------ RECORDS SHOWN ------

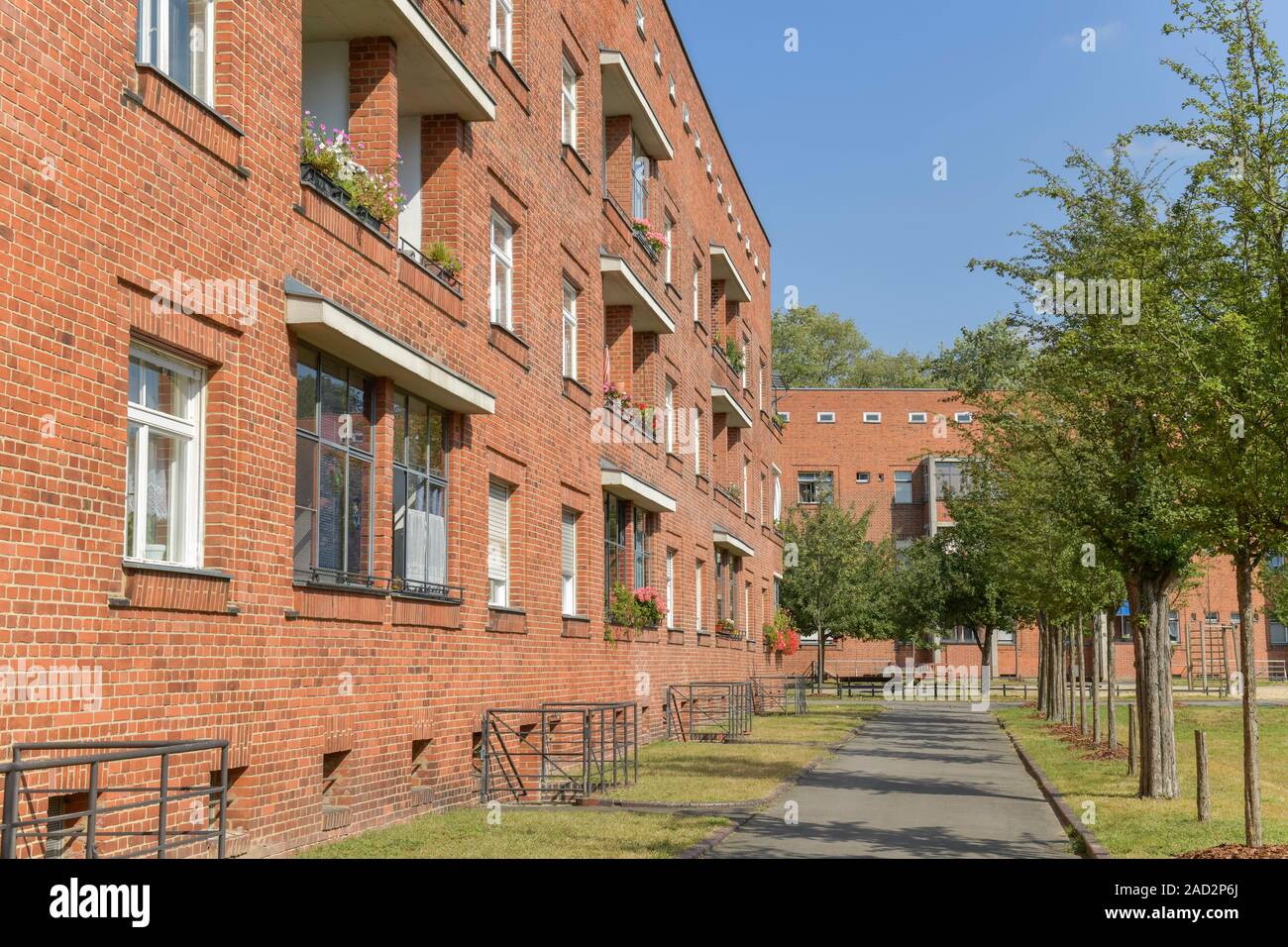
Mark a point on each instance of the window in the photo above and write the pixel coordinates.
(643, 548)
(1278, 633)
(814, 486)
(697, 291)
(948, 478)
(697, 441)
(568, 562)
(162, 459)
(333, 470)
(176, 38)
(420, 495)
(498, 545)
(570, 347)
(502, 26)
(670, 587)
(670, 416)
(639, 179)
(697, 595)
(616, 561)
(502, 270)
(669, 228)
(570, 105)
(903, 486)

------

- TASK GOAL
Rewrite the records above, swapping "window" for "door" and keeping everything else the same. Leave the pictures out of your answer.

- ANSWER TO THE PROBLEM
Mark a point on each instance of the door in the photo above and write the pixel coordinates.
(643, 548)
(1278, 633)
(814, 486)
(697, 291)
(948, 478)
(697, 441)
(568, 562)
(162, 459)
(333, 470)
(176, 38)
(420, 495)
(498, 545)
(570, 347)
(502, 26)
(670, 587)
(670, 416)
(639, 179)
(697, 595)
(616, 561)
(502, 270)
(669, 228)
(570, 105)
(903, 486)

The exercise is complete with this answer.